| TASK TO COMPLETE |
Pull out each line of the records containing the word "image", and reproduce those lines in their original order.

| RECORDS TO PROCESS |
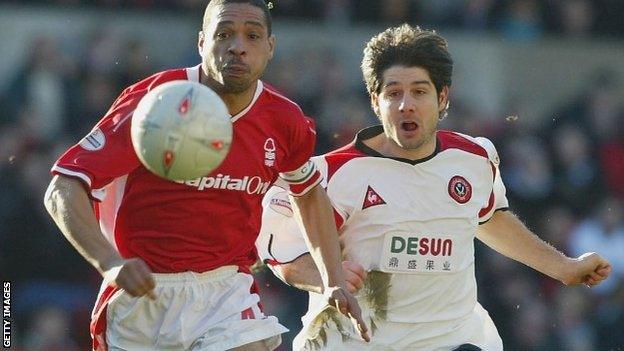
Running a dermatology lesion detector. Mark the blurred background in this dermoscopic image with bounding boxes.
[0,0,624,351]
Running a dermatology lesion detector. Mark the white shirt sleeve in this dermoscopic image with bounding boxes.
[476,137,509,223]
---
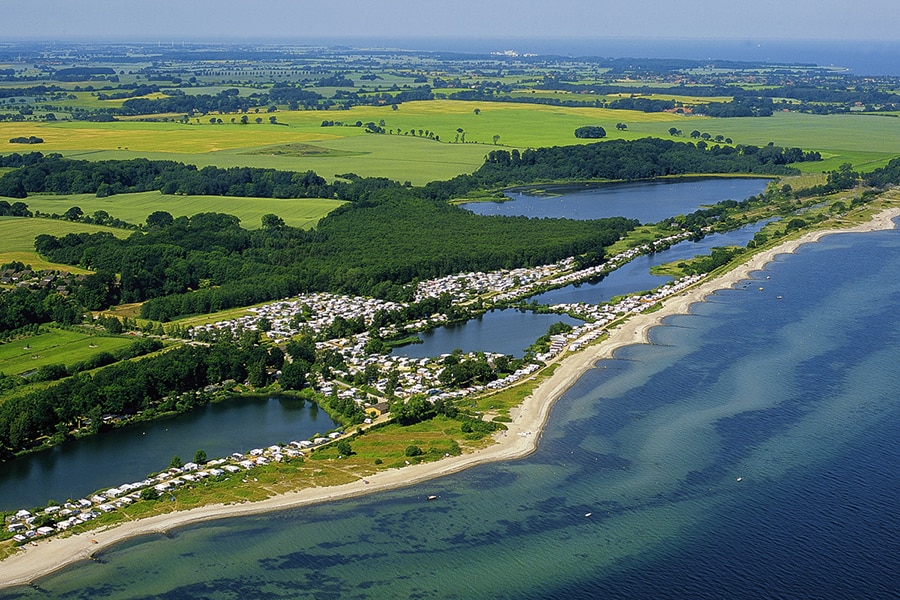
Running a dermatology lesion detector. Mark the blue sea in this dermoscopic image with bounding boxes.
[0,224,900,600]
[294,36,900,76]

| OUTPUT |
Running a dermatology lesion detector. Mark the blurred background in this dermoscopic image with bounding boxes.
Running a dermatology lesion detector. Mark the white shirt sleeve in this dermoscopic image with bounding boxes.
Running a dermatology lesion detector. Mark the blue sea in this dermoscopic image with bounding boxes.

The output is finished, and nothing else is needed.